Your output must be the line containing "sky in the photo above." followed by every later line in the entries below, all copied exactly.
------
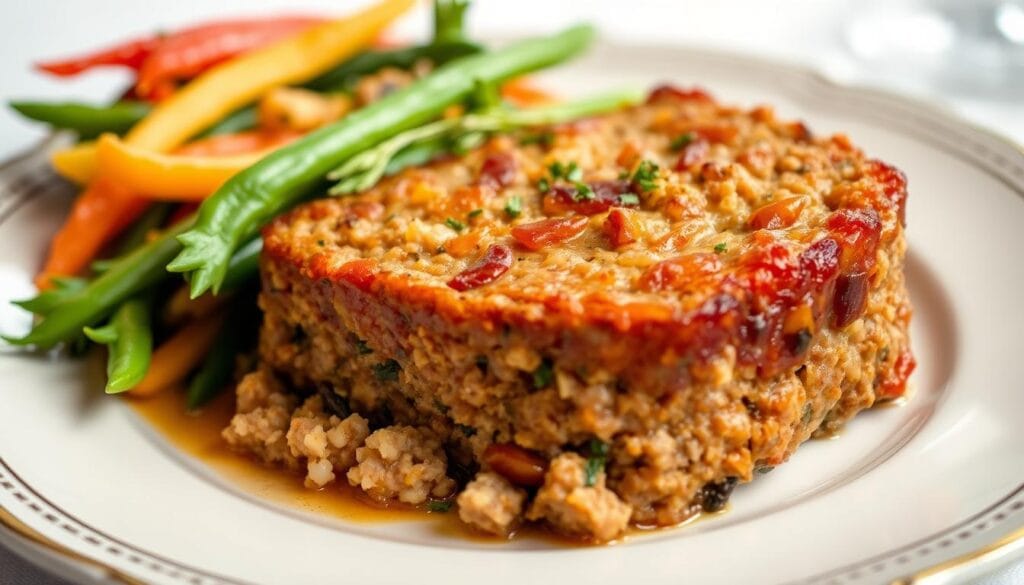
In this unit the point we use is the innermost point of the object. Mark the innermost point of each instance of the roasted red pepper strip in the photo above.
(188, 52)
(129, 54)
(547, 232)
(495, 263)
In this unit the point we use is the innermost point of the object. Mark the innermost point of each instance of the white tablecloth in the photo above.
(811, 32)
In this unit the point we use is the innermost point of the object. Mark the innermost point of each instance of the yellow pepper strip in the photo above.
(77, 164)
(241, 81)
(178, 356)
(171, 177)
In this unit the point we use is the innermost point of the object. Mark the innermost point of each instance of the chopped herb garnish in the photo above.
(513, 206)
(543, 375)
(680, 141)
(440, 506)
(573, 172)
(441, 407)
(387, 371)
(597, 456)
(645, 175)
(584, 193)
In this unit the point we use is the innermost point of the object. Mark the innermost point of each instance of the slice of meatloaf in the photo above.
(626, 316)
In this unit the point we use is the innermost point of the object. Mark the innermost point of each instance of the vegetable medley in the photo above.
(229, 124)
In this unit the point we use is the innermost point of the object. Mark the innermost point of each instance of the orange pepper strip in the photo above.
(523, 93)
(175, 358)
(102, 210)
(216, 93)
(168, 177)
(238, 143)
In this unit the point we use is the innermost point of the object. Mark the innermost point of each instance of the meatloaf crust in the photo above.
(630, 314)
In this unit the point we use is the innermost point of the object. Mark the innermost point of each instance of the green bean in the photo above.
(87, 120)
(129, 340)
(137, 233)
(252, 197)
(46, 301)
(450, 21)
(244, 265)
(126, 278)
(236, 334)
(449, 43)
(458, 134)
(343, 77)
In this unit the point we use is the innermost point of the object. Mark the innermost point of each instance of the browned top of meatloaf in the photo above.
(699, 224)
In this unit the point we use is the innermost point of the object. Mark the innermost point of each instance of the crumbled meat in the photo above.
(327, 442)
(402, 462)
(492, 504)
(263, 414)
(568, 504)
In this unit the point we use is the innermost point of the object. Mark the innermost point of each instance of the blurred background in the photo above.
(967, 55)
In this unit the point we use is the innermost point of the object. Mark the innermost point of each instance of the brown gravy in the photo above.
(198, 434)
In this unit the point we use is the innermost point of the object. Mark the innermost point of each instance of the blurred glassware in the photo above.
(968, 47)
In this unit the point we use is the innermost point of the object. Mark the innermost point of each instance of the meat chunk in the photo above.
(260, 424)
(326, 442)
(403, 463)
(501, 308)
(492, 504)
(573, 507)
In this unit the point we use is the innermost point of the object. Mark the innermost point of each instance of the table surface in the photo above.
(809, 32)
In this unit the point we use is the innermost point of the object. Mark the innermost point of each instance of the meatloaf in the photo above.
(598, 325)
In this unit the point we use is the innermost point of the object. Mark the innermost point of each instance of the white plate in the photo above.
(903, 489)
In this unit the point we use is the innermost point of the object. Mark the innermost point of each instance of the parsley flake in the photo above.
(543, 375)
(387, 371)
(513, 207)
(440, 506)
(573, 173)
(645, 175)
(680, 141)
(583, 193)
(542, 138)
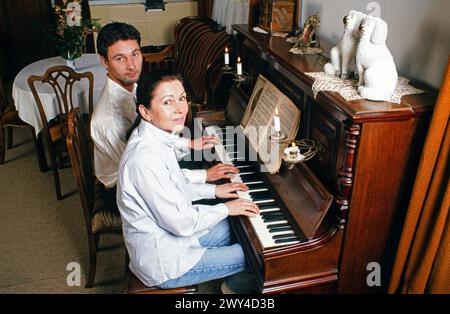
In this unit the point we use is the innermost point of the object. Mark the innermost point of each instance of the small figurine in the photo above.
(375, 64)
(344, 53)
(292, 154)
(309, 38)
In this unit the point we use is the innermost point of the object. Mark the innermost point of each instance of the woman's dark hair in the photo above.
(148, 82)
(113, 32)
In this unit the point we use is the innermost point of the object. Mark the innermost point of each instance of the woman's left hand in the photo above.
(228, 190)
(203, 142)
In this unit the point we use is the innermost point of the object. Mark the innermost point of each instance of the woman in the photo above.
(170, 241)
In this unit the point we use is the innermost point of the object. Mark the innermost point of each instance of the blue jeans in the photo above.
(221, 259)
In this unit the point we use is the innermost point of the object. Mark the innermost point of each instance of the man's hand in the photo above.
(221, 171)
(242, 207)
(228, 190)
(203, 142)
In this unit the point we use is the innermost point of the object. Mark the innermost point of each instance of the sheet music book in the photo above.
(257, 123)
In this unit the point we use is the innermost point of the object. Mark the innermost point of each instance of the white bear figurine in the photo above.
(376, 68)
(343, 54)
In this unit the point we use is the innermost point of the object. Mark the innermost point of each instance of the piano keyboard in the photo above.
(271, 225)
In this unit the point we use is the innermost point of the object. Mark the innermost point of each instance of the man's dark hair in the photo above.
(113, 32)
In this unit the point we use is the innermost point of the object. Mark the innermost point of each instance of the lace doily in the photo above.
(348, 89)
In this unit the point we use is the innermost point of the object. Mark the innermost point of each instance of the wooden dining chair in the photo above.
(62, 80)
(99, 205)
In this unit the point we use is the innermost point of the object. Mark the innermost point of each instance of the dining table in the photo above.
(26, 104)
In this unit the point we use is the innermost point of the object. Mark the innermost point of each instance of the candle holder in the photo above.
(244, 78)
(304, 151)
(227, 69)
(278, 136)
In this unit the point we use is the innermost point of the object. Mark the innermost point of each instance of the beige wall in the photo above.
(419, 31)
(156, 27)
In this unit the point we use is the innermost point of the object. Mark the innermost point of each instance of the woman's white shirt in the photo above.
(161, 226)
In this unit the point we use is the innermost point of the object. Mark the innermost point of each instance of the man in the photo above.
(119, 47)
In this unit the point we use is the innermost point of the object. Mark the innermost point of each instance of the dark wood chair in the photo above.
(99, 205)
(197, 55)
(61, 79)
(134, 286)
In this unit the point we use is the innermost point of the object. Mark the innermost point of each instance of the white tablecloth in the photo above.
(24, 100)
(229, 12)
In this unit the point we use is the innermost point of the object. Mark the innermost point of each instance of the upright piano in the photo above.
(326, 225)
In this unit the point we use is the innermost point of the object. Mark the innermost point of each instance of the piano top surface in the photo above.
(359, 110)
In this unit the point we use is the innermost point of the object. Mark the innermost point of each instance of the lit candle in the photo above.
(239, 66)
(227, 56)
(276, 121)
(294, 150)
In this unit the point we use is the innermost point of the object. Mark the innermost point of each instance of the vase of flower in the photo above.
(71, 56)
(71, 30)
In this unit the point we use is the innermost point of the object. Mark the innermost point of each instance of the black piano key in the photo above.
(242, 163)
(274, 230)
(262, 198)
(261, 194)
(272, 214)
(285, 236)
(268, 205)
(273, 219)
(273, 226)
(257, 186)
(286, 240)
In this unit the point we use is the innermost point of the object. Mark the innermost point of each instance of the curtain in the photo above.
(229, 12)
(422, 262)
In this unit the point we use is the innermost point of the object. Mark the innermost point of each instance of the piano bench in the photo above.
(135, 286)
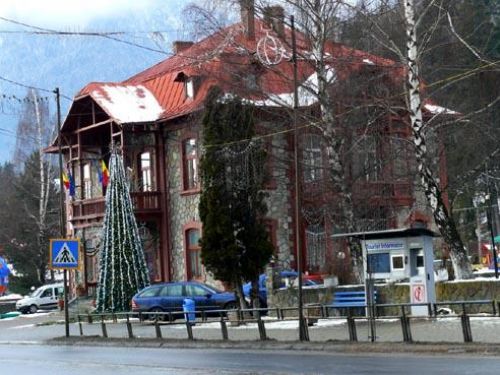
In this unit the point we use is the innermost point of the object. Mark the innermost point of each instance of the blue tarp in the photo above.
(4, 272)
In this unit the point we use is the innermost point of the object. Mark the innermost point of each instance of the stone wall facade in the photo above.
(183, 205)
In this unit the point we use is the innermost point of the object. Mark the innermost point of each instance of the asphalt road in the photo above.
(78, 360)
(484, 330)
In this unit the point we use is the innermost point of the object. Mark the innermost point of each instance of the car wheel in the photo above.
(231, 306)
(157, 310)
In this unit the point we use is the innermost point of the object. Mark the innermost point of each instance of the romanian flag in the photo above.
(69, 183)
(66, 181)
(104, 175)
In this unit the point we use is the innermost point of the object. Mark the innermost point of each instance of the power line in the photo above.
(31, 87)
(108, 35)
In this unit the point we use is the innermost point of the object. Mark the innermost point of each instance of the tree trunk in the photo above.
(444, 222)
(254, 296)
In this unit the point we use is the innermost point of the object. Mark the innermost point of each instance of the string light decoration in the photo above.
(123, 269)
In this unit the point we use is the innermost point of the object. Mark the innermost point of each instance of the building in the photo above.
(155, 116)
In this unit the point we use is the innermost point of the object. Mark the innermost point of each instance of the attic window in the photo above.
(189, 87)
(189, 84)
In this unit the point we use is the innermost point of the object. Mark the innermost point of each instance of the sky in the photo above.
(70, 62)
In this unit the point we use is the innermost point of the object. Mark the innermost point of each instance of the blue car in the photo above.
(291, 275)
(169, 297)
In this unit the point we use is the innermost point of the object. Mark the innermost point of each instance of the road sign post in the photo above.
(64, 255)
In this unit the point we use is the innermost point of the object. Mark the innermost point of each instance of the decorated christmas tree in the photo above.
(123, 270)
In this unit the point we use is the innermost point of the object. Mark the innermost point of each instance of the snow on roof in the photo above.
(438, 110)
(127, 103)
(307, 92)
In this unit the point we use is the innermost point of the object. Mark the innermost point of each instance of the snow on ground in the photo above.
(9, 297)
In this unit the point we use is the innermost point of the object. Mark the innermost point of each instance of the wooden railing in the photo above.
(88, 208)
(94, 208)
(382, 189)
(146, 201)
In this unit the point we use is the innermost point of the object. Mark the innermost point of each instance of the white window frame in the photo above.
------
TASK RESULT:
In this unit the point we use is the innermost point of the object. Mark the innermost point of each instance of the sky in the photo above.
(70, 62)
In this unit the point we use is the innermost point of the object. Mark the innermost point of each instance of the blue car in the photo above.
(291, 275)
(169, 297)
In this unit the point we use is the innermost point of the object. Mark the innermost point of each instance of the road sign post in the photo above.
(64, 255)
In this unit the point we use is the innermost point of the object. Mark the innermost point of each instance of the decorated christmas tree in the photo above.
(123, 270)
In this unit the point we use is the innermost point of the object. Mark the innermost point of each instance of the snow on roof in the photo above.
(438, 110)
(127, 103)
(307, 92)
In this unit the point we use is the innermost point of the object. Mark the innermost point of each instance of the snow on ground in the photo above.
(9, 297)
In this unit the point we use is the innermost point of the object. Mark the innermost point of each instance of the wooden railing in the photo above.
(88, 208)
(94, 208)
(382, 189)
(146, 201)
In this unit the point we use is the innermost point of the object. Mark the innermost point of each instance of the white window frame in the photo above.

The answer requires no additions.